Re: [ccache] why is limit_multiple ignored?

Joel Rosdahl via ccache Mon, 29 Jan 2018 10:00:54 -0800

On 29 January 2018 at 07:14, Scott Bennett <benn...@sdf.org> wrote:

> Countless data base software implementations handle these situations
> acceptably well.


Sigh.

I see. You're talking about a completely different model than what
ccache currently uses, which was not clear to me when I read your
initial description. What you seem to don't understand, or choose to
ignore, is that ccache can't stop supporting the simple server-less
file-based model since that would drop support for two important use
cases:

1. Using ccache on a personal account without having access to a system
   service and without having to start a personal server.
2. Using a shared cache on NFS.

(For case 1, it would be feasible with a model where the client starts a
server on demand, unless the cache is shared.)

Why are they important? Simply because people have used ccache like that
for many years.

It would certainly be possible to add optional client-server backends,
and for them I fully agree that using a centralized index is obvious,
but that's just an entirely separate discussion as I see it.

If we would drop support for simple file-based caches, then it would no
longer be ccache but something else. Which would be fine, but that's
another project. (It could of course be ccache version 4, but then I
expect that ccache version 3 would continue living its own life, so it
would be a separate project in practice.)

> (FWIW, I use cache_dir_levels = 5, which may not be optimal in terms
> of performance. I don't have a good way of determining the optimal
> depth to use for the cache directory trees. It seems to be very, very
> fast for use in building things, but may well be a killer for
> cleanups.)

Let's see. cache_dir_levels = 5 means 16⁵ ≈ 1 million directories on the
lowest level. A large cache might hold, say, 10 million files? Then 10
files per directory is clearly not optimal. How many files do you have
in your cache?

I think that a good rule of thumb would be to store a couple of thousand
or tens of thousands of files per directory, depending on the file
system characteristics. That would mean that cache_dir_levels = 3 would
be enough even for very large caches.

Perhaps lowering cache_dir_levels could partly solve the bad cleanup
performance you have?

> Very possibly you have the requisite knowledge/experience yourself.

Actually yes, so you could have saved both your and my time by just
asking something like "Have you considered using a client-server model,
perhaps using a standard database, instead of a file-based cache?"
instead of trying to educate me.

> To modify ccache to use data base software is admittedly a major
> rewriting job, so I expect such an idea to put you off, but it's a
> project that should ultimately yield a far superior product, IMO.

I don't disagree, but as I said, that would be another project, and I
neither have time nor interest in that personally.

-- Joel

On 29 January 2018 at 07:14, Scott Bennett <benn...@sdf.org> wrote:
> Joel Rosdahl <j...@rosdahl.net> wrote:
>
>> On 7 January 2018 at 14:02, Scott Bennett wrote:
>>
>> > The design problem is that there is no centralized index maintained of
>> > cache entries' paths, their sizes, and their timestamps, necessitating
>> > the plumbing of the directory trees. [...]
>>
>> Thanks for sharing your ideas!
>
>      You may wish to retract any thanks once you've read what follows.  The
> current independence of ccache from any other third-party software is valued
> and for good reasons.  However, I hope to show below a better way to do 
> things.

INFORMATION SUPPLIED
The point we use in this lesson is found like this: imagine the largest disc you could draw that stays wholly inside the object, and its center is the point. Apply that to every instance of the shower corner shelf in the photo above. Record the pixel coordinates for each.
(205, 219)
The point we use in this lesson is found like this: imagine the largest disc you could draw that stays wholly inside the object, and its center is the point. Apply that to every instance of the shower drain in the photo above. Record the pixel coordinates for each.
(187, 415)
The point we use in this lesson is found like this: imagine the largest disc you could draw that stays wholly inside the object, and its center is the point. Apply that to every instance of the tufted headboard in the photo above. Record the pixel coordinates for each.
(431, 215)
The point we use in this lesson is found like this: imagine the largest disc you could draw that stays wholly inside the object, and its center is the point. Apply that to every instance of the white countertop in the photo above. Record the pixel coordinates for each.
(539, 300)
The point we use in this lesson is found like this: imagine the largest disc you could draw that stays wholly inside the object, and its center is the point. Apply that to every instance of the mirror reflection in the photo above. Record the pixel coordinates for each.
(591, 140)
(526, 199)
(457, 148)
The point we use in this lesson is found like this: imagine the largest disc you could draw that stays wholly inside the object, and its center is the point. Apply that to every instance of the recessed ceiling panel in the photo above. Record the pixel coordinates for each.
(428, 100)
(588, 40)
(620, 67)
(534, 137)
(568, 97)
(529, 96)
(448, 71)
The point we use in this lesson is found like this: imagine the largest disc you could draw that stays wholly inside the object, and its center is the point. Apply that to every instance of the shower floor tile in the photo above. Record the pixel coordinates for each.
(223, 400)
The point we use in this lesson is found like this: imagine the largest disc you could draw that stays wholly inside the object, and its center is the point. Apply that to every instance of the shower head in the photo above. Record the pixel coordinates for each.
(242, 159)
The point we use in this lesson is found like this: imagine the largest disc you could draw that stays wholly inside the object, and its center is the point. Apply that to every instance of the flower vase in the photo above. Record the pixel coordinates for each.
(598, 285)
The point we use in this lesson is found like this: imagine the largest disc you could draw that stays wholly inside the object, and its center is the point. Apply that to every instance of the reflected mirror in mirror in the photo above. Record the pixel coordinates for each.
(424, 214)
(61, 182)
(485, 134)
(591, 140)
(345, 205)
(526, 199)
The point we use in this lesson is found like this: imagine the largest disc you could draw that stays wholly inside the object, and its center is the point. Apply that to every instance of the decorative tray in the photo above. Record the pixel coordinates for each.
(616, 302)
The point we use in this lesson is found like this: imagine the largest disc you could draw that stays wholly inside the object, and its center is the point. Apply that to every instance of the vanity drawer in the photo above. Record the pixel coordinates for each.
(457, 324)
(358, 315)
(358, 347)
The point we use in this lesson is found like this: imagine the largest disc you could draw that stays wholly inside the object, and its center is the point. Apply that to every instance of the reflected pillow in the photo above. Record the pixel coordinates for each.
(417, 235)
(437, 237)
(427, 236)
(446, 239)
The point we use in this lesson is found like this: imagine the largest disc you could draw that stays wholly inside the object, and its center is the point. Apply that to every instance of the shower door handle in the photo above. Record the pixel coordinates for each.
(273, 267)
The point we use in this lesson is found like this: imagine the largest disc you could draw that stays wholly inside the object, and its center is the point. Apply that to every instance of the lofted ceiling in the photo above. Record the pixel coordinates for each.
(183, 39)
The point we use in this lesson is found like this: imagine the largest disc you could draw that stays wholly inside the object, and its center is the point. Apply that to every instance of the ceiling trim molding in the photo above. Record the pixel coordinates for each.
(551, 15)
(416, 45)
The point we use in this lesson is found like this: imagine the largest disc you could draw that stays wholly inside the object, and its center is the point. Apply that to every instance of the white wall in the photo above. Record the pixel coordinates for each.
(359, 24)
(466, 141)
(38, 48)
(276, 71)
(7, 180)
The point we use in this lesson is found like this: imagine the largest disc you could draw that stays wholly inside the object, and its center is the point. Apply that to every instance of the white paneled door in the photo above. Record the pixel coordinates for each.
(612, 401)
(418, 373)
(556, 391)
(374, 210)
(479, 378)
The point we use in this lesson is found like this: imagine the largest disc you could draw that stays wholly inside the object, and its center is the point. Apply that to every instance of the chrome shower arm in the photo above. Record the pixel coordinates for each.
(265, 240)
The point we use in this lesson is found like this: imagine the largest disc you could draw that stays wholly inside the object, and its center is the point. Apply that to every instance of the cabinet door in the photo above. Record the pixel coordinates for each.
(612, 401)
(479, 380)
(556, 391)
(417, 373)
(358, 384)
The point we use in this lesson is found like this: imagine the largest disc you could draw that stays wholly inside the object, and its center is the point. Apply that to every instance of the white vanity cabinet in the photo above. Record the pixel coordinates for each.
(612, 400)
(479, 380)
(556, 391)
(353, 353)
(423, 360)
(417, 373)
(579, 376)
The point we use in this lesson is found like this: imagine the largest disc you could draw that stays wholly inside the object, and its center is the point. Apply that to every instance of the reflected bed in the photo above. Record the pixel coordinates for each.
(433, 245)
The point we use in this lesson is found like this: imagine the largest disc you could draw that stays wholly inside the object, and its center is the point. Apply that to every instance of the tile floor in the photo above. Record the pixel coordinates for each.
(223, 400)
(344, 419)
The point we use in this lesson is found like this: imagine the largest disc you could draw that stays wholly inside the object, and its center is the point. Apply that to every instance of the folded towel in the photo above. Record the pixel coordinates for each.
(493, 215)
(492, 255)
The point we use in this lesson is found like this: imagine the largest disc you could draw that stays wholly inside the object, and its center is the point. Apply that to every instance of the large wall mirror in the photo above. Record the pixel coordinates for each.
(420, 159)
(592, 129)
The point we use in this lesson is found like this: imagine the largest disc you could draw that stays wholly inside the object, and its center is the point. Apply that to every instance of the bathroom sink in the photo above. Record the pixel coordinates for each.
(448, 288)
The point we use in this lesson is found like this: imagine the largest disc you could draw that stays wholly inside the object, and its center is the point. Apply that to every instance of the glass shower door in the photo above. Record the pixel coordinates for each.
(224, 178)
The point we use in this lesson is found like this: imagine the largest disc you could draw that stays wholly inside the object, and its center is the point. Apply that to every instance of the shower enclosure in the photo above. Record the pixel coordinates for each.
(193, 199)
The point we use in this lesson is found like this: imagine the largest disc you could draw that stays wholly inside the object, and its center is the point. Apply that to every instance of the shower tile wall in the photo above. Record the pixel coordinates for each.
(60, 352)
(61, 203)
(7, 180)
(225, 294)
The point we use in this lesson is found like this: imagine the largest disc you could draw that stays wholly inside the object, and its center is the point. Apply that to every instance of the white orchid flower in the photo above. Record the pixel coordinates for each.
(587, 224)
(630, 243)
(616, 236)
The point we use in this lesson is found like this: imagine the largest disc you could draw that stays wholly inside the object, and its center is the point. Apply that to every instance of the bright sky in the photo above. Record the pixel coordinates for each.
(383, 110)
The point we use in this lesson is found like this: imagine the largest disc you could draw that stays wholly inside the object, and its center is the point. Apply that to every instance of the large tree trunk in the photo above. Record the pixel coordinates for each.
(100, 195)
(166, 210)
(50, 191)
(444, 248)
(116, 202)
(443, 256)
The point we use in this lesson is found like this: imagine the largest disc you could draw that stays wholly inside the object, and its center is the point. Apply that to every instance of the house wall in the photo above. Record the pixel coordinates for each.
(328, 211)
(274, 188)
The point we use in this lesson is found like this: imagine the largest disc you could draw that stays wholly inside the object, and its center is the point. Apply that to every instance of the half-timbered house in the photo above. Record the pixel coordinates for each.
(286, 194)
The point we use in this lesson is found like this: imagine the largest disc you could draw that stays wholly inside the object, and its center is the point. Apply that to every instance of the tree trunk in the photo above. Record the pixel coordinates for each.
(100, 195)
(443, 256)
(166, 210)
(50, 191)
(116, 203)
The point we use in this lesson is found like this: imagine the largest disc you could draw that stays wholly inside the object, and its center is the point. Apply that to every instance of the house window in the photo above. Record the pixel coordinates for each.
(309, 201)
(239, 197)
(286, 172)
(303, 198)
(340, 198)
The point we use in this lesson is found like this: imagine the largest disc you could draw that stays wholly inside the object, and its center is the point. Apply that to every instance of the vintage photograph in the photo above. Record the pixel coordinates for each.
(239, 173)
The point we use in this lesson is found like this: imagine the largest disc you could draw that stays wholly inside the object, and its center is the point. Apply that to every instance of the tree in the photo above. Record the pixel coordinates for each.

EXERCISE TASKS
- A) In the ccache mailing-list reply, which cache_dir_levels value would be enough even for very large caches?
- B) Quote the ccache mailing-list reply between "I see. You're" and "a personal server.", inclusive.
The items were taken from a different source than the ccache mailing-list reply.

SOLUTIONS TO THE EXERCISE
- A) cache_dir_levels = 3

- B)
I see. You're talking about a completely different model than what
ccache currently uses, which was not clear to me when I read your
initial description. What you seem to don't understand, or choose to
ignore, is that ccache can't stop supporting the simple server-less
file-based model since that would drop support for two important use
cases:

1. Using ccache on a personal account without having access to a system
   service and without having to start a personal server.